▸ **What is expected**
Every line of the data below needs to be reproduced exactly.

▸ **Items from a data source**
-- Opening Marker --

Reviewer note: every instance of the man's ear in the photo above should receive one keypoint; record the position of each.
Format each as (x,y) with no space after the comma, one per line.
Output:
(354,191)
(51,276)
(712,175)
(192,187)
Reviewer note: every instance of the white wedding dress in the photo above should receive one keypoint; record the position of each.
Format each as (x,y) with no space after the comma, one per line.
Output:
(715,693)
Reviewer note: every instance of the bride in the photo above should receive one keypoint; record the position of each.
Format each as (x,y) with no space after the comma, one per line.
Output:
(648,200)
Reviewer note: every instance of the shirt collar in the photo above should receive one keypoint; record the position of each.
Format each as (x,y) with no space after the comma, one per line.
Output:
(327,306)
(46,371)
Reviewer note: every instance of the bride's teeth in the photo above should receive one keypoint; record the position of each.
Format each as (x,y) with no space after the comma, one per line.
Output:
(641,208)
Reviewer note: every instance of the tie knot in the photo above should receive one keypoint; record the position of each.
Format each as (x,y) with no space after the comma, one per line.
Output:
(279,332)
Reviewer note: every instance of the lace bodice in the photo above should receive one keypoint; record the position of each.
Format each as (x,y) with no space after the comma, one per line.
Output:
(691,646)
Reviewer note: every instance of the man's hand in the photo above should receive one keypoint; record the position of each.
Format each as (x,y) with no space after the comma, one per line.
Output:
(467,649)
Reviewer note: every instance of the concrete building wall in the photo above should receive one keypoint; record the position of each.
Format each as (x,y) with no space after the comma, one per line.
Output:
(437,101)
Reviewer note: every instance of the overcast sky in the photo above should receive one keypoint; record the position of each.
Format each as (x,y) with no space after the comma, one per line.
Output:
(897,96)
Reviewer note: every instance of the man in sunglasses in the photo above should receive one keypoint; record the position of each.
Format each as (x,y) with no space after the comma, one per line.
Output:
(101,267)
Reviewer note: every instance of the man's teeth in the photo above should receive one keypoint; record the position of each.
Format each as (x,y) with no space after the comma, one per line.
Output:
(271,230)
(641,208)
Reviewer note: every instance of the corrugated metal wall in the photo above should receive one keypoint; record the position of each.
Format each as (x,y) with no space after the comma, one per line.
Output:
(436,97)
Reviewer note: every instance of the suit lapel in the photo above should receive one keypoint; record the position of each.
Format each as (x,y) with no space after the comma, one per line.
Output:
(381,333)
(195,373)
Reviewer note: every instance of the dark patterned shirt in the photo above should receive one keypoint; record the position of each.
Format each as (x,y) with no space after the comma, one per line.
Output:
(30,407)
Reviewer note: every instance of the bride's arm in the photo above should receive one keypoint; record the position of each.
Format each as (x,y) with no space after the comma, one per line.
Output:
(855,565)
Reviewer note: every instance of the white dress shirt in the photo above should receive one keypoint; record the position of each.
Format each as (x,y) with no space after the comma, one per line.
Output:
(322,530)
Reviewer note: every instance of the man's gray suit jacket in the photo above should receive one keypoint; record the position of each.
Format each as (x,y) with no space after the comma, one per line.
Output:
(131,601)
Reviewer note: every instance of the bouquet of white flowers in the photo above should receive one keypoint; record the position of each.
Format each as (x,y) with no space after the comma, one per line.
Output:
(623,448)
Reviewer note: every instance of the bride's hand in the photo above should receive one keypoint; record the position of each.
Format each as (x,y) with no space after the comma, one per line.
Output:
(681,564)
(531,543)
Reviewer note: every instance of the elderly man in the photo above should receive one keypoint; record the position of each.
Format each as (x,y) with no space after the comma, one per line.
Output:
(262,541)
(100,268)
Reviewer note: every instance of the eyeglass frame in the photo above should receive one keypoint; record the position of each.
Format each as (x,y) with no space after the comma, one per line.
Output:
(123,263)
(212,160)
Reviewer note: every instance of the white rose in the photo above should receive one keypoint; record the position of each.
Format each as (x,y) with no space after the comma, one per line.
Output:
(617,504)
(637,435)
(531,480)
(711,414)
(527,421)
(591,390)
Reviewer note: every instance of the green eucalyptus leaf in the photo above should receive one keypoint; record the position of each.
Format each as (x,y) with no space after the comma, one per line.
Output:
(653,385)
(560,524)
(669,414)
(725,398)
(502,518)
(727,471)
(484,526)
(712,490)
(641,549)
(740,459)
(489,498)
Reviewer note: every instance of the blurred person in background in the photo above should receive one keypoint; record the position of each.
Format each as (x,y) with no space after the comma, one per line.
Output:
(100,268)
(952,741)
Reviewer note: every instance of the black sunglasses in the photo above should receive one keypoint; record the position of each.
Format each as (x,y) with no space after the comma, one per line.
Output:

-- Closing Marker --

▸ **Response area**
Reviewer note: every instance of the man's ear in the photo above should receive one keypoint; record the position of each.
Format each as (x,y) with no space after the comma, one per line.
Output:
(354,191)
(51,276)
(712,175)
(192,187)
Reviewer note: every instance of the white wedding dress in the photo above should receive one keypoint; record the position of each.
Format each as (x,y) with no space after the comma, one per line.
Output:
(715,693)
Reviewer note: every instance of the bride in the photo above should receive one keypoint; record the position of each.
Format each as (x,y) with no space after the comma, one per line.
Output:
(648,200)
Reviewer note: every instance of the shirt collar in the photo above should receive one keypoint; record the position of each.
Format each as (x,y) with no space after the comma, one per line.
Output:
(327,306)
(46,371)
Reviewer note: every instance of the bride's teeth in the photo above should receive one keypoint; record the position of each.
Format each as (x,y) with no space after the comma, one per line.
Output:
(641,208)
Reviewer note: every instance of the tie knot in the photo above should receive one keypoint; record the position of each.
Format each as (x,y) with no space after the comma, one per line.
Output:
(279,332)
Reviewer note: every instance of the lace bodice in the photo above should receive one keypoint; record the position of each.
Format each as (x,y) with no space after the comma, one per line.
Output:
(691,646)
Reviewer note: every instance of the man's hand in the photo above should receive one keypoint; record the position of each.
Format each as (x,y) with no space after the comma, one per line.
Output:
(467,649)
Reviewer note: every instance of the concrete building wall in the photo above should receive one keypoint; record the position of each.
Format each as (x,y) with no space after the comma, one per line.
Output:
(437,101)
Reviewer note: every instance of the overcast sky in the photo above should receive one keypoint; record the position of each.
Format each as (x,y) with no space after the comma, one per line.
Output:
(897,96)
Reviewer note: every instance of the man in sunglasses in the photo above should receive one keypoint; record the position of each.
Format each as (x,y) with no space after the comma, one per line.
Output:
(101,267)
Reviewer note: every instance of the man's teeth in the photo above should receive one keypoint; record the position of each.
Format each as (x,y) with no space after the comma, one per line.
Output:
(271,230)
(641,208)
Reviewer note: every instance of the corrugated metal wall in the photo above should receive one keypoint; record the position of each.
Format each as (x,y) with no space after the comma, one per line.
Output:
(436,97)
Reviewer note: every instance of the suit lapel in the photo above should receive one keypoint; record the position of each.
Format each as (x,y) with no space after the comma, one per line.
Output:
(381,333)
(195,373)
Reviewer note: every instance of the dark patterned shirt in the photo above should receive one keypoint; record the position of each.
Format each as (x,y) with no space after the comma, one per line.
Output:
(30,407)
Reviewer note: every instance of the bride's arm in the photo above should receive one keypoint; record the position of each.
Format each as (x,y) with no space after the comma, one per line.
Output:
(855,565)
Reviewer note: every instance of the white dress shirt in the photo above should receive one keypoint; record the position of each.
Format each as (x,y) with no space after the comma, one per line.
Output:
(322,530)
Reviewer note: every instance of the man's gray suit jacket in the photo above should receive one keypoint; record the position of each.
Format each as (x,y) with no space after the comma, one per line.
Output:
(131,601)
Reviewer note: every instance of the bouquet of white flowers in the photo above should receive one keypoint; record the position of each.
Format each as (x,y) with no space after the comma, one per line.
Output:
(623,448)
Reviewer note: every instance of the bride's hand in the photo above should receive one keypoint; record the position of each.
Format each as (x,y) with no space after the comma, one per line.
Output:
(681,564)
(531,543)
Reviewer note: every instance of the elderly man in the photo above should receive one keypoint; record the position of each.
Format each as (x,y) with no space after the comma, one per line.
Output:
(262,541)
(100,268)
Reviewer note: every instance of the eyeglass frame in the photo above should receive one keypoint; record the position of each.
Format each as (x,y) with no space after the comma, one per line.
Output:
(123,263)
(212,160)
Reviewer note: every instance of the white rose in the photo above should receive one keypoint; record the position of each.
Format each as (x,y) with no space after the comma, one per line.
Output:
(617,504)
(637,435)
(531,480)
(711,414)
(527,421)
(591,390)
Reviewer note: every instance of the green eucalyptus leaf in the photo above should receive one keypoint; record the position of each.
Format each as (x,y) with no space after the comma, one per line.
Output:
(653,385)
(560,524)
(669,414)
(725,398)
(502,518)
(727,471)
(484,526)
(712,490)
(641,549)
(740,459)
(489,498)
Reviewer note: every instance of the blurred person in background in the photo above should receive one keypoint; record the position of each.
Format each as (x,y) with no space after the comma, one per line.
Output:
(100,268)
(952,741)
Reviewer note: every instance of the black sunglasses in the photo above should receive one keypoint; record the position of each.
Format each as (x,y) with no space after the comma, one per line.
Output:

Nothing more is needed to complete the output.